**PROMPT**
Where a line contains "Target: excavator arm", start there and write out that line and each one after it, word for word, through the final line of the entries; add nothing else.

**PROVIDED INFORMATION**
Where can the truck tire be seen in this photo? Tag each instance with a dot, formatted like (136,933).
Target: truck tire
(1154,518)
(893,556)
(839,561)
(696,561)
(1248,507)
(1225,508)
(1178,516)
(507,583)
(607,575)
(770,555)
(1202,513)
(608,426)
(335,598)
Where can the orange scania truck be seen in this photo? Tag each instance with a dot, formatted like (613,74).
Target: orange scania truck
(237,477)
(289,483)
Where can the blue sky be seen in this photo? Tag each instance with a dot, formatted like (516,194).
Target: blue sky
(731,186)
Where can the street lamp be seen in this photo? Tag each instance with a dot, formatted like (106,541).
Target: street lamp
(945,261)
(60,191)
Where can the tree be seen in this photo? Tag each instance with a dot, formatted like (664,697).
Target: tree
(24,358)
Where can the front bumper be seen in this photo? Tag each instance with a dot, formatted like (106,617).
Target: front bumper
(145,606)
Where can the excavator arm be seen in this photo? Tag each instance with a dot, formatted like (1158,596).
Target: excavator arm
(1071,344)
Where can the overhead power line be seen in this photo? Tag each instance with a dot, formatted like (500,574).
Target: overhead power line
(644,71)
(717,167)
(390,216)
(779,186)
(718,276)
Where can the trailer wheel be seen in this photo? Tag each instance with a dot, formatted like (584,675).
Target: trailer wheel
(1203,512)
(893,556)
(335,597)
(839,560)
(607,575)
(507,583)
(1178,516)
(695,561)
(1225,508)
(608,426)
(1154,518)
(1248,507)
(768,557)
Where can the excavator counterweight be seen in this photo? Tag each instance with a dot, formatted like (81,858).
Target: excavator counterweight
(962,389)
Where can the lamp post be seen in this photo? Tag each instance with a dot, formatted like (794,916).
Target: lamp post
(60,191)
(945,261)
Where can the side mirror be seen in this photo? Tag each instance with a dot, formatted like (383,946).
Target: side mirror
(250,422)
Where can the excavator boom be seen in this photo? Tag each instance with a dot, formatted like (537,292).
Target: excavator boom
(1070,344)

**RESULT**
Target: excavator arm
(1071,344)
Where can the overhead power line be seen in this photo? Tag each instance with a dot, formatted like (500,574).
Target: overhead power line
(644,71)
(717,167)
(390,216)
(779,186)
(718,276)
Where can the trailer wheel be seen in this photo? Tag each instance with a dot, formatted like (584,675).
Target: trailer wheel
(1203,512)
(893,556)
(335,597)
(839,560)
(607,575)
(507,583)
(1178,516)
(695,561)
(1225,508)
(608,426)
(1154,518)
(1248,507)
(768,557)
Where can the excavator counterweight be seen in this photo? Tag each instance with a dot, formatted like (81,858).
Target: excavator counterweight
(962,389)
Where can the lamp post be seen in this photo? Tag each instance with a dot, formatted like (794,916).
Target: lamp post
(60,191)
(945,261)
Where can the side mirror be seen in this photo? Tag each instance with a dot, formatted like (383,946).
Target: side mirror
(250,422)
Where can the excavator boom be seen in this photo? Tag each instance with a dot, formatted like (537,292).
Target: excavator boom
(1070,344)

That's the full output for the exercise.